[WHAT IS EXPECTED] Extend the write-up on having the coordinator run its agents in tmux, starting right after its final sentence.

[SUPPLIED PASSAGE]
►
Most of the other lessons were variations on one theme: driving Claude through tmux means reading a screen built for human eyes. A window named with a space could not be targeted, so windows get addressed by number; tmux renames a window to whatever is running in it unless you switch that off; and a screen capture strips color, so the grey placeholder hint reads exactly like typed input. You learn to judge an agent from the spinner, not the prompt line.

Then the tests proper. Appending to an agent’s inbox with no tmux poke at all woke it in about five seconds, on the file watch alone. After nearly two hours idle, a no-poke append still woke it, just slower. A watcher that dies cleanly wakes its agent on the way out, so only a watcher that is frozen goes silently deaf, and that single case is the entire reason the tmux poke exists; I froze one on purpose and confirmed the poke brought the agent back. The numbers came off the live logs, not memory.

The evolution

v3 ships entirely on top of v2 and rewrites none of it. The mailboxes, the tickets, the single-writer rule, the watch-driven wakes, all unchanged. v3 adds one capability: when the coordinator notices it is running inside tmux, it takes over the session lifecycle, creating, priming, waking, and stopping the agents itself, one tmux session per feature. The agents never find out, because one boots from the identical prompt whether a human or the coordinator typed it. That is what made it safe to ship mid-flight; it could not break a live v2 effort because it changed nothing the agents touch.

Then I used it for real. The cleanest demo was a camwatch fleet health-check: I asked the coordinator to check the system, it launched three agents in tmux, had each run its checks and report back green or red, then ticketed three fixes that the agents deployed and verified themselves while I watched. The first launch even failed on a path problem, and the coordinator retried it without me.

The better proof came from a second effort. One of its agents hung three times over the day, and each time the coordinator restarted it and carried on. I did not notice any of it. From where I sat there was zero friction; I only learned about the three restarts afterward, reading the logs. That is the whole point of v3: the failures happened and never reached me. Not flawless underneath, but frictionless on top, which is the contact surface shrinking exactly the way it was meant to.
◄
Region pointing data
►
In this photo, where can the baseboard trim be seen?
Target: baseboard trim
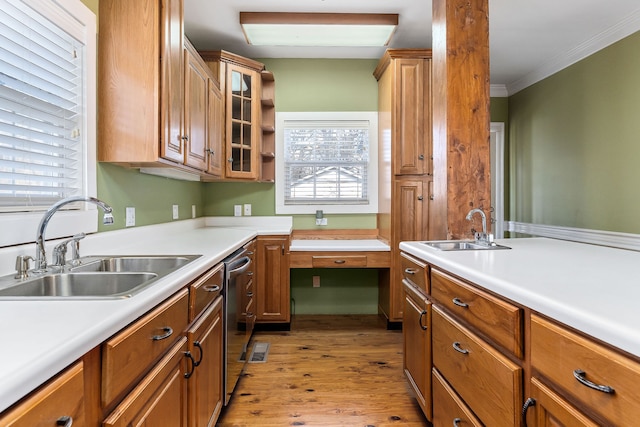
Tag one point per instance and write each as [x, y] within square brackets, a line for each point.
[583, 235]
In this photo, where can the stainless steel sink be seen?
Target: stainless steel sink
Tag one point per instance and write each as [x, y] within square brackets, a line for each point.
[104, 277]
[81, 285]
[462, 245]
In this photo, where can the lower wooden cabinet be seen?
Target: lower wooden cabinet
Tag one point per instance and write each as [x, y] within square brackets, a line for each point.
[273, 293]
[58, 403]
[160, 399]
[416, 329]
[205, 384]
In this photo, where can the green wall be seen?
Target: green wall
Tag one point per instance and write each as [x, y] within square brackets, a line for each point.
[574, 144]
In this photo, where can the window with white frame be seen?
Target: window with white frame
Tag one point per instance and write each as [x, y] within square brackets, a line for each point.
[47, 114]
[326, 160]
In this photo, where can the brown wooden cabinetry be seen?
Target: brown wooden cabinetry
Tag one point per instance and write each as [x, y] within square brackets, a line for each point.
[57, 403]
[272, 289]
[404, 128]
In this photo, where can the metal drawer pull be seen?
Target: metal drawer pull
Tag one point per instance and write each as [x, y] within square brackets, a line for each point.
[167, 333]
[193, 365]
[580, 376]
[197, 345]
[65, 421]
[423, 327]
[456, 347]
[459, 303]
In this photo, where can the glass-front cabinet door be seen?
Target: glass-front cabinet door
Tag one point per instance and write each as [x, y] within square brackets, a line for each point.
[242, 122]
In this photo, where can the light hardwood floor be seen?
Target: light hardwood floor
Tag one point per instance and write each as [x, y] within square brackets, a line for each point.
[327, 371]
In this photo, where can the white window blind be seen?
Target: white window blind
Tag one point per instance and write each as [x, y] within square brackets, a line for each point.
[326, 162]
[42, 109]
◄
[RESPONSE BOX]
There is one thing the coordinator is not allowed to do, and finding it was the sharpest moment. An agent was waiting on my go for a production deploy. Instead of switching to its terminal, I asked the coordinator to send the “approved” keystroke for me, and I authorized it out loud. It was willing, reasoning it was only acting as my keyboard for a decision I had already made. But Claude Code’s permission classifier blocked the keystroke and named exactly what it was: cross-session permission laundering, one agent manufacturing the human’s prod-deploy approval inside another’s session. The coordinator could nudge a stuck agent back to health all day, those keystrokes went through, but forging an irreversible authorization was the one transport it would not be, even with my explicit say-so. The line is not about how important the machine is; it is about who authorizes and how. The coordinator can create, prime, wake, and stop my agents, but it cannot sign for me.

The takeaway

The more I build this way, the less it feels like operating tools and the more it feels like running a team. There is a coordinator who never writes code, members who own their repos, and a deploy-coordinator role that exists only to ship safely. I did not design that org chart; it is the shape the work kept pulling the agents into, the same one any human team grows. The Jira board I set aside keeps looking better as a view on top, and letting agents talk to each other directly, not only through the coordinator, is the obvious next step. A lot of hard-won experience from running people seems to transfer. Carbon-based and silicon-based intelligence, put to real work, drift toward the same structure.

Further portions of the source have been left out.